Problem Description

In the given LeetCode problem, we are asked to implement a class named DinnerPlates to manage a series of stacks with a specified maximum capacity. The stacks are infinite and numbered starting from 0. They behave a bit differently than regular stacks in that when pushing an element, it must be placed in the leftmost stack that is not already full. Similarly, when popping an element without specifying a stack, the value comes from the rightmost non-empty stack.

The class requires the following functions:

• DinnerPlates(int capacity): Constructor that initialises stacks with a given capacity.
• void push(int val): Adds the value val to the leftmost stack with space available.
• int pop(): Removes and returns the value from the top of the rightmost non-empty stack or returns -1 if all stacks are empty.
• int popAtStack(int index): Removes and returns the value from the top of the stack at the given index or returns -1 if the specified stack is empty.

This problem tests the implementation of a dynamic system of stacks with specific pushing and popping rules.

Intuition

The solution requires efficiently managing both the leftmost non-full stack for pushing and the rightmost non-empty stack for popping. Using a dynamic array (list in Python) to simulate stacks is natural since we can append and remove elements from the end.

We need a way to quickly access the leftmost non-full stack when pushing. If we were to scan every time we wanted to push, the operation would become inefficient (think linear time complexity), as stacks grow. For this reason, the solution employs a SortedSet to keep track of stacks that are not full. Why a sorted set? Because it maintains the order and allows us to access the smallest index quickly, which corresponds to the leftmost non-full stack.

For popping elements from the rightmost non-empty stack, we simply look at the last stack and pop from there. If the pop is called with a specific stack index, we also need to check if the stack at that index is empty or not. If it's not empty, we pop from there. If a pop operation results in a previously full stack no longer being full, we need to add that stack's index to not_full to reflect that it now has space.

Moreover, whenever we pop an element, we also need to handle the scenario of possibly empty stacks left at the end after popping. In such cases, those stacks should be removed since they're now redundant, and their indices should be removed from the not_full set if they're present there.

The provided Python code implements this logic, ensuring efficient operations by strategically using a SortedSet for tracking and array operations for regular stack behavior.

**Collected material:**
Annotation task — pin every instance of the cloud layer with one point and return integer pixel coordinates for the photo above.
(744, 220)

**Task list:**
**a)** Reproduce a passage from the DinnerPlates write-up above. Begin at the words that contain "We need a way" and stop after "now has space.".
**b)** Condense the paragraph of the DinnerPlates write-up that begins "For popping elements from the rightmost non-empty stack" into a short bulleted list that keeps its main facts.
**c)** Continue the DinnerPlates write-up from its final sentence.

**Per-task answers:**
**a)**
We need a way to quickly access the leftmost non-full stack when pushing. If we were to scan every time we wanted to push, the operation would become inefficient (think linear time complexity), as stacks grow. For this reason, the solution employs a SortedSet to keep track of stacks that are not full. Why a sorted set? Because it maintains the order and allows us to access the smallest index quickly, which corresponds to the leftmost non-full stack.

For popping elements from the rightmost non-empty stack, we simply look at the last stack and pop from there. If the pop is called with a specific stack index, we also need to check if the stack at that index is empty or not. If it's not empty, we pop from there. If a pop operation results in a previously full stack no longer being full, we need to add that stack's index to not_full to reflect that it now has space.

**b)**
- A plain pop takes the element from the last stack.
- A pop with a stack index first checks whether that stack is empty, and pops from it only if it is not.
- If a pop leaves a previously full stack with space, that stack's index is added to not_full.

**c)**
Learn more about Stack and Heap (Priority Queue) patterns.

Solution Approach

The DinnerPlates class is designed with a combination of a dynamic array (self.stacks) and a sorted set (self.not_full) to manage the collection of stacks and efficiently perform the required operations. Here's how each method works and what algorithms and data structures they utilize:

1. __init__(self, capacity: int): The constructor initializes the object with a specified capacity for each stack. self.stacks is the dynamic array that holds stacks, where each stack is itself represented as a list. self.not_full is a SortedSet, which is part of the sortedcontainers module. This set will keep track of the indices of stacks that aren't full.

2. push(self, val: int): This method handles adding a new element to the stacks. If self.not_full is empty, it means there are no partially filled stacks, and we need to create a new stack (list). We append [val] to self.stacks. If there is room for more elements (capacity greater than 1), the index of the new stack is added to self.not_full. If self.not_full is not empty, we fetch the index of the leftmost non-full stack (self.not_full[0]), push val to that stack, and check if it becomes full. If it does, the index is removed from self.not_full.

3. pop(self): Popping from the rightmost non-empty stack is equivalent to popping at the index of the last stack in self.stacks, so this method simply calls popAtStack with len(self.stacks) - 1.

4. popAtStack(self, index): This method pops the value from a given index. It first checks if the index is valid and the stack at that index is not empty. If any conditions are unmet, it returns -1. Otherwise, it pops the element from the specified stack. If popping the element results in an empty stack at the rightmost position, it removes the empty stacks from the end of self.stacks and updates self.not_full. If the popped stack isn't completely empty, it adds the index to self.not_full since the stack now has room for more elements.

The approach handles edge cases, such as ensuring 'push' does not add to a full stack and 'pop' operations properly manage the dynamic size of self.stacks. Each operation is optimized to ensure constant-time complexity, except the pop at an arbitrary stack which may lead to linear time due to the need to shrink the array if the operation results in empty stack(s) at the end. Overall, the solution efficiently utilizes a combination of stack-like behavior with ordered index tracking.

Example Walkthrough

Let's walk through a small example to illustrate the solution approach for the DinnerPlates class. Suppose we initialize DinnerPlates with a capacity of 2.

1. Initialize the DinnerPlates object:

   dinner_plates = DinnerPlates(2)

   self.stacks = [] self.not_full = SortedSet()

2. Push some elements:

   dinner_plates.push(1)

   self.stacks now looks like [[1]], self.not_full will be {0} because the first stack is not full.

   Again, push another element:

   dinner_plates.push(2)

   self.stacks is now [[1, 2]], self.not_full becomes empty, {}, as the first stack is now full.

   Push one more element:

   dinner_plates.push(3)

   A new stack gets created, and the element is added to it, so self.stacks becomes [[1, 2], [3]]. The self.not_full set is updated to {1}, indicating that the second stack has space left.

3. Pop from the rightmost non-empty stack:

   val = dinner_plates.pop()

   This pops 3 from the second stack, self.stacks is now [[1, 2], []]. Since we have an empty stack at the end, we remove it, resulting in: self.stacks = [[1, 2]]. The self.not_full set should remain empty because no non-full stacks are available.

4. Pop from a specific stack:

   val = dinner_plates.popAtStack(0)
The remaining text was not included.